** Opening SOURCE MATERIAL block **

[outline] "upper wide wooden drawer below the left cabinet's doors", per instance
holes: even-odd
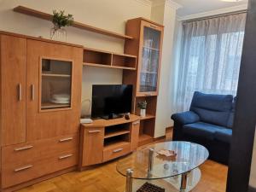
[[[22,163],[50,158],[55,154],[67,150],[79,148],[78,135],[69,135],[44,139],[32,143],[11,145],[2,148],[3,165],[12,164],[17,161]]]

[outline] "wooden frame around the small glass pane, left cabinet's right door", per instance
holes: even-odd
[[[35,49],[36,48],[36,49]],[[40,112],[40,58],[73,61],[71,109]],[[83,49],[27,40],[27,141],[56,137],[79,131]],[[32,99],[34,85],[34,100]]]

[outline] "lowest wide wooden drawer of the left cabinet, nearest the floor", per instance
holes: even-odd
[[[49,173],[57,172],[78,164],[78,150],[67,151],[55,154],[49,159],[36,160],[31,162],[20,162],[2,166],[2,187],[30,181]]]

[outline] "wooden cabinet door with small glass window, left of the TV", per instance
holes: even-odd
[[[82,48],[27,40],[27,141],[57,137],[79,131],[82,56]],[[51,61],[54,61],[54,64]],[[61,70],[55,70],[55,67],[59,67],[58,63],[62,62],[71,63],[69,72],[72,73],[66,73],[65,67],[63,74],[60,73]],[[48,64],[50,66],[47,66]],[[49,93],[46,93],[47,90],[44,88],[44,78],[49,79]],[[65,80],[66,78],[69,79],[68,82]],[[58,83],[61,85],[57,86]],[[63,84],[68,84],[70,87],[70,100],[67,107],[65,107],[66,104],[60,107],[60,103],[52,101],[55,97],[51,97],[56,93],[60,96],[63,91],[67,91],[66,88],[63,88]],[[49,107],[45,107],[45,94],[48,94],[49,97]],[[64,97],[63,99],[65,103],[67,98]]]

** Closing SOURCE MATERIAL block **

Your answer should be every line above, written out exactly, with no pictures.

[outline] "upper wide wooden drawer below the left cabinet's doors", per instance
holes: even-odd
[[[22,163],[50,158],[55,154],[67,150],[79,148],[78,135],[69,135],[44,139],[32,143],[11,145],[2,148],[3,165],[12,164],[17,161]]]

[outline] "wooden frame around the small glass pane, left cabinet's right door", per instance
holes: even-odd
[[[35,49],[36,48],[36,49]],[[40,112],[40,58],[73,61],[71,109]],[[83,49],[27,40],[27,141],[56,137],[79,131]],[[32,99],[34,85],[34,100]]]

[outline] "lowest wide wooden drawer of the left cabinet, nearest the floor", per instance
holes: even-odd
[[[49,173],[57,172],[78,164],[78,150],[67,151],[55,154],[49,159],[36,160],[31,162],[20,162],[2,166],[2,187],[30,181]]]

[outline] "wooden cabinet door with small glass window, left of the TV", per instance
holes: even-odd
[[[82,48],[27,40],[27,141],[57,137],[79,131],[82,56]],[[51,61],[54,61],[54,64]],[[61,70],[55,70],[55,67],[59,67],[58,63],[62,62],[71,63],[69,72],[72,73],[66,73],[65,67],[63,74],[60,73]],[[48,64],[50,66],[47,66]],[[49,93],[46,93],[47,90],[44,88],[44,78],[49,79]],[[65,80],[66,78],[69,79],[68,82]],[[58,83],[61,85],[57,86]],[[63,84],[68,84],[70,87],[70,100],[67,107],[65,107],[66,104],[60,107],[60,103],[52,101],[55,97],[51,97],[56,93],[60,96],[63,91],[67,91],[66,88],[63,88]],[[49,107],[45,107],[45,94],[48,94],[49,97]],[[64,97],[63,99],[65,103],[67,98]]]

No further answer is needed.